▸ Data listing
-------------------------

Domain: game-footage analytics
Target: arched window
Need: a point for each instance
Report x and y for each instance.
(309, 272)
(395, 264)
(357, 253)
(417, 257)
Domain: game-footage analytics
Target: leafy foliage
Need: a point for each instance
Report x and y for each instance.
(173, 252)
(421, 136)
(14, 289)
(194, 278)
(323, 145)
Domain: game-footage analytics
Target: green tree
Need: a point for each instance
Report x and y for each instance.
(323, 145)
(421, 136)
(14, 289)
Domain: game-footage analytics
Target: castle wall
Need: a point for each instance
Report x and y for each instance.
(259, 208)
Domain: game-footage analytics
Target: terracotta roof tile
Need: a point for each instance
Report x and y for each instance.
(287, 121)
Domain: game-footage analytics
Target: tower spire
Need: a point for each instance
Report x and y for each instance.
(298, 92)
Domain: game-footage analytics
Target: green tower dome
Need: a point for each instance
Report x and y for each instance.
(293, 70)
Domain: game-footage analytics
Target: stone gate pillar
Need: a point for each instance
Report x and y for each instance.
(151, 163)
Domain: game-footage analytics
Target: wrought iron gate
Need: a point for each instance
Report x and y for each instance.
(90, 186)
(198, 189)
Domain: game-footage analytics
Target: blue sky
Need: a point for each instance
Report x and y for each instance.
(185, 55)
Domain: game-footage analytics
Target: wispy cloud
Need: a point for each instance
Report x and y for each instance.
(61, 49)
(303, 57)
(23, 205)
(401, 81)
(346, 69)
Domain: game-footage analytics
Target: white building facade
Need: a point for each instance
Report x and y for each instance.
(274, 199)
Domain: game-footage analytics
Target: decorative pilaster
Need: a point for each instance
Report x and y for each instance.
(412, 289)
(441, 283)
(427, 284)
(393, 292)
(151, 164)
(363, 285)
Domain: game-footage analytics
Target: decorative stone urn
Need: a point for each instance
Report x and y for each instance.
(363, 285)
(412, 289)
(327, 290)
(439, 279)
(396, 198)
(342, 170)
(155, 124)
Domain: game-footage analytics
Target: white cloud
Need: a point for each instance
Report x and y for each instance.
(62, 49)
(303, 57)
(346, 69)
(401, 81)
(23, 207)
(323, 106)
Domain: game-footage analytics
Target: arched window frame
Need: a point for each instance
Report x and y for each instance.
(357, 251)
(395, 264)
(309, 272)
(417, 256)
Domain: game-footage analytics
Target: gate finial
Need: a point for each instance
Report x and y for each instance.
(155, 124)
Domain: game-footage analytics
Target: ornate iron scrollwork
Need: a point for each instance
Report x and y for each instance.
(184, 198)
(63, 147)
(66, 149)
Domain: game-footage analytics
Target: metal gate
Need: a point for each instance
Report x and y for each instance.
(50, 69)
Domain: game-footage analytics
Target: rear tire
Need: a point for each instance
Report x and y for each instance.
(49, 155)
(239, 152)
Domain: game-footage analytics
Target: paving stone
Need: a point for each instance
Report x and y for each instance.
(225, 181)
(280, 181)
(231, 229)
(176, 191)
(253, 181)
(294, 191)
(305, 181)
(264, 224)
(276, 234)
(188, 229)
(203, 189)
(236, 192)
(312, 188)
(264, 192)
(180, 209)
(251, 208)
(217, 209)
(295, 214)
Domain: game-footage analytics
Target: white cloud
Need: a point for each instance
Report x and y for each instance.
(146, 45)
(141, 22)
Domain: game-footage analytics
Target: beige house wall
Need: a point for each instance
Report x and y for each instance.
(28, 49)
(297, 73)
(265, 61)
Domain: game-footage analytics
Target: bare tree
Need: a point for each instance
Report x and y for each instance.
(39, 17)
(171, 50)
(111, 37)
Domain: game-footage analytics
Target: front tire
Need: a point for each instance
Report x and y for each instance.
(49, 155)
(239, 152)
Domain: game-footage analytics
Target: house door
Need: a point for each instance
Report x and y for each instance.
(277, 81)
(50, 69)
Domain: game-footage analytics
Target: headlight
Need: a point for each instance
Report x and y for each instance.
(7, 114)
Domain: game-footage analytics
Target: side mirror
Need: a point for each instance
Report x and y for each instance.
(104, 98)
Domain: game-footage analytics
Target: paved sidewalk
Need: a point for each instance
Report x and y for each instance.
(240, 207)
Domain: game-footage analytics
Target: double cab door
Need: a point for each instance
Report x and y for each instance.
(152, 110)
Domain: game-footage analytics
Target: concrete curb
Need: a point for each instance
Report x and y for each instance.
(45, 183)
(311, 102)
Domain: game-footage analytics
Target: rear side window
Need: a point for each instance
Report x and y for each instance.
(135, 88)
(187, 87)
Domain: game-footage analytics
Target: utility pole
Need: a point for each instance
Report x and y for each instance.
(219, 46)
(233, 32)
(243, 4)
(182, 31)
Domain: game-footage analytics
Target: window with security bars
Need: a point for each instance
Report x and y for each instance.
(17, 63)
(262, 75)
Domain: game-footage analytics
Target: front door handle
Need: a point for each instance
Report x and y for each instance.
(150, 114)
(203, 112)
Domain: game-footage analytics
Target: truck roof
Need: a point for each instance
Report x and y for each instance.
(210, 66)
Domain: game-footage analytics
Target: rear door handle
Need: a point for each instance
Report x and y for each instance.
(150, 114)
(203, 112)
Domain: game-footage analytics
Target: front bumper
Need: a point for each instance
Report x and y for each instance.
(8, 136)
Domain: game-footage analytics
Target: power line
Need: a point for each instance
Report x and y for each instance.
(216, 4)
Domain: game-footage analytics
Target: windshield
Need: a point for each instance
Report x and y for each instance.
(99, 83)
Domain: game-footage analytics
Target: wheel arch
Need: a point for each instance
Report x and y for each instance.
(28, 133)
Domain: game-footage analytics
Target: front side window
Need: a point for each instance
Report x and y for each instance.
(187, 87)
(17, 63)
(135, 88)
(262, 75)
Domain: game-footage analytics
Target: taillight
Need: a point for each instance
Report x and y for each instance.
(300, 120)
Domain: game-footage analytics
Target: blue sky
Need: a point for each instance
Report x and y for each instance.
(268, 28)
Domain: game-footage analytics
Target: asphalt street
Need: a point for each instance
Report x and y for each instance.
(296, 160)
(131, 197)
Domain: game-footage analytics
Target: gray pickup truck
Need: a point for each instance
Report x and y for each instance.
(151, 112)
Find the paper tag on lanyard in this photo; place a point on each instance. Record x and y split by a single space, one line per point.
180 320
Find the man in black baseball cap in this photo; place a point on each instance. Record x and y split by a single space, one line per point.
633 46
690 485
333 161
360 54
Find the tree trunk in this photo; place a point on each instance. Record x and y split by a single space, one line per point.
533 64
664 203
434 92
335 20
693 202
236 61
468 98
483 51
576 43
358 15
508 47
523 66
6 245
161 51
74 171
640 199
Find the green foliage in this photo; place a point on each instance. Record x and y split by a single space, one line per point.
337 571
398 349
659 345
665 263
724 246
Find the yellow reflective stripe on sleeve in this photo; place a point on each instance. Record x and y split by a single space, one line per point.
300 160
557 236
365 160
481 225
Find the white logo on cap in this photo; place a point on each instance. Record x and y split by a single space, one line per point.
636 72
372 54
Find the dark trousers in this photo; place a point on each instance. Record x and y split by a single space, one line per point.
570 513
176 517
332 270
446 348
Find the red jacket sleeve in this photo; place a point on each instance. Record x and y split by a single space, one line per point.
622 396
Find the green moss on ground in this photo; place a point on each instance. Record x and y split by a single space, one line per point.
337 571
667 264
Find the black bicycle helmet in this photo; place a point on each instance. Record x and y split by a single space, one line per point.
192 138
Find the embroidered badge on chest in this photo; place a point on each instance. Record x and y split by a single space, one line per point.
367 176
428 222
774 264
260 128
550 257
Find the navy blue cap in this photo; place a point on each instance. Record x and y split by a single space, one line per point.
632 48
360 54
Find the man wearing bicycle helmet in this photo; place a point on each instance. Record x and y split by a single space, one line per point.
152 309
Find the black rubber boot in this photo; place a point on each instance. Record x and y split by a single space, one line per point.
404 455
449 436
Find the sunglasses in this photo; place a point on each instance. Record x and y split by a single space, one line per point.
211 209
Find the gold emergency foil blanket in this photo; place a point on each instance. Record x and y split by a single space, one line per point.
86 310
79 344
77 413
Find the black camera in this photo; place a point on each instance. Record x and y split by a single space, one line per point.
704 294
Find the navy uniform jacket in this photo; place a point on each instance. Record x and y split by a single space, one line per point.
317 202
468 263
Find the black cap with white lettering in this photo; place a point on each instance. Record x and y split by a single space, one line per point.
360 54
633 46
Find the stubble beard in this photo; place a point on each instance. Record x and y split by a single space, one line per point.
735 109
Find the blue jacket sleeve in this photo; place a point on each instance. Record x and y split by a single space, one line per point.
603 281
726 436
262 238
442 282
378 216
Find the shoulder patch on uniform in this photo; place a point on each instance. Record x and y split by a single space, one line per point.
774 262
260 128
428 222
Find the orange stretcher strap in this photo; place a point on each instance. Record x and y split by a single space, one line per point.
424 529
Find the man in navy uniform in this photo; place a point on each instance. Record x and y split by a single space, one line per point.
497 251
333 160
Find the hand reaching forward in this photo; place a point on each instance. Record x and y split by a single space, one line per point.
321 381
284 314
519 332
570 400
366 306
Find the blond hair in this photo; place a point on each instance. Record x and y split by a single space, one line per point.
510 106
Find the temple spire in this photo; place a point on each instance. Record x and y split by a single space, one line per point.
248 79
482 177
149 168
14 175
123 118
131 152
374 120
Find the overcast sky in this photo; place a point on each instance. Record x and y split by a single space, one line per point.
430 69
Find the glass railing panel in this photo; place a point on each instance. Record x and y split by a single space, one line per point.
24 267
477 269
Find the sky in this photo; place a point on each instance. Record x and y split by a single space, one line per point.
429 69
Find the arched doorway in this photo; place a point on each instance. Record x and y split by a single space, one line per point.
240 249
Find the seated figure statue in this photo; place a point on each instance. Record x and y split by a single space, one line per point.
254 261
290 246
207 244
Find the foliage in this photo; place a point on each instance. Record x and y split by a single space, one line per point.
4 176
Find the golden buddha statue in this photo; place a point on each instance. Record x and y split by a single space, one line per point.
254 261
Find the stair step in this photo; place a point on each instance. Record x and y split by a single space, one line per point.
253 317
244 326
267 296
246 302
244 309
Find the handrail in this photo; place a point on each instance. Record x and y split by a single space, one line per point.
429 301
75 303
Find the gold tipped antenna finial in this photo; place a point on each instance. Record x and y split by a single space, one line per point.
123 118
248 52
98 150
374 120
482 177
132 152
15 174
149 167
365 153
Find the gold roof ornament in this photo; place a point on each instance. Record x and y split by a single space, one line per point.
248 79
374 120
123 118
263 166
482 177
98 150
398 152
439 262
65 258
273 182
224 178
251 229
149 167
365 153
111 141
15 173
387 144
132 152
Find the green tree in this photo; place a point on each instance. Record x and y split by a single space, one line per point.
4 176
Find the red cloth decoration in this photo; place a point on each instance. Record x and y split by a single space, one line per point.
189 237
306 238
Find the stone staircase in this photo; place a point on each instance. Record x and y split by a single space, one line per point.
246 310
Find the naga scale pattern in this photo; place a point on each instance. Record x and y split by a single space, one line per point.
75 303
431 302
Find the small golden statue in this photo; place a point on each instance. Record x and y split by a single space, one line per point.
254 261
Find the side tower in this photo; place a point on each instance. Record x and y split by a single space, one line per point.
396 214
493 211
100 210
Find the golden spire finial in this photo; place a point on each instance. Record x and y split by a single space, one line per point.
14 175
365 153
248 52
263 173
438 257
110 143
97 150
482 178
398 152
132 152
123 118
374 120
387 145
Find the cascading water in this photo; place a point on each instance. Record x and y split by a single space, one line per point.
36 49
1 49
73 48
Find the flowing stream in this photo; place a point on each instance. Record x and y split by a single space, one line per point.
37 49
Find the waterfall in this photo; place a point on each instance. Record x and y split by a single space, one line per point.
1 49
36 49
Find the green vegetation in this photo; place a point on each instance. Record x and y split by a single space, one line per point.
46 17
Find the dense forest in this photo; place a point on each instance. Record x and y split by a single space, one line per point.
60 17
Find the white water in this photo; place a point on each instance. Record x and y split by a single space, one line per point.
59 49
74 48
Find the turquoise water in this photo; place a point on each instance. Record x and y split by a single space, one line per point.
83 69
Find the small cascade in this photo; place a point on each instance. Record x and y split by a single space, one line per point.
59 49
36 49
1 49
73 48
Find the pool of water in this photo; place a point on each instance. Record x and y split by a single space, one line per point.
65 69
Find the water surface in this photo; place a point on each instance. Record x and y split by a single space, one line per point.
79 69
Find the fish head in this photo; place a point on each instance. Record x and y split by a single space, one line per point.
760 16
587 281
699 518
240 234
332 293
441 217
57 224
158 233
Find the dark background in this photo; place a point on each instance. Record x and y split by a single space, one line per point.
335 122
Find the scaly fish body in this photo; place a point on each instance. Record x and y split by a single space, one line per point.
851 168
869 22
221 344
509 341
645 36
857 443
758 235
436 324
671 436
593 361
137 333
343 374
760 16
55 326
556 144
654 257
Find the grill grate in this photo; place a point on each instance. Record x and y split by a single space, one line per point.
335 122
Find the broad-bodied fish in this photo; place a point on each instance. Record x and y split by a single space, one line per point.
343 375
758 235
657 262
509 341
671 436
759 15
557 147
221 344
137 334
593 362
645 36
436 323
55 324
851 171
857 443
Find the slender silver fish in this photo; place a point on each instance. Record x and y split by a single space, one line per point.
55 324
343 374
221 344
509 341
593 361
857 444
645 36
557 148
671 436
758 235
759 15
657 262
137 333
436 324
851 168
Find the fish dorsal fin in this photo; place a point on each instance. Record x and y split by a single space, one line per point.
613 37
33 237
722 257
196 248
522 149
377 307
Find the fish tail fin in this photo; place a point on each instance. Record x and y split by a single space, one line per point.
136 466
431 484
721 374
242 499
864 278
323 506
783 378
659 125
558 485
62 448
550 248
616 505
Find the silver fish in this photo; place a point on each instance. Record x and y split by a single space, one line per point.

-------------------------

▸ OBJECTIVE
Only the lines from the one holding "Find the grill" through the end of the listing should be given again, exactly and with both ends included.

▸ OUTPUT OF THE TASK
Find the grill grate in this photo; place a point on each instance. Record x and y split by a single space, one line per point.
335 122
Find the broad-bodied fish in this photo; place a point on each instance. Record x and y split by a single space, one line per point.
343 375
758 235
657 262
509 341
671 436
759 15
557 147
221 344
137 334
593 362
645 36
436 323
55 324
851 171
857 443
Find the slender silver fish in this photo; place a point on each instance. Record x and y split by a single space, one line per point.
55 324
343 374
221 344
509 341
593 361
857 444
645 36
557 148
671 436
758 235
759 15
657 262
137 333
436 324
851 168
Find the fish dorsal fin in this photo; place a point on each instance. Record x and y split by a single space, one line per point.
613 37
33 237
722 257
196 248
522 149
377 307
Find the fish tail fin in this photo; place a point on each instance. Record x and y split by a single space, one line per point.
136 466
431 484
721 374
242 499
864 278
323 506
783 378
659 125
558 485
62 448
550 248
616 505
Find the silver fish in this photo; place a point on each instance. Record x and y split by a single space, one line per point.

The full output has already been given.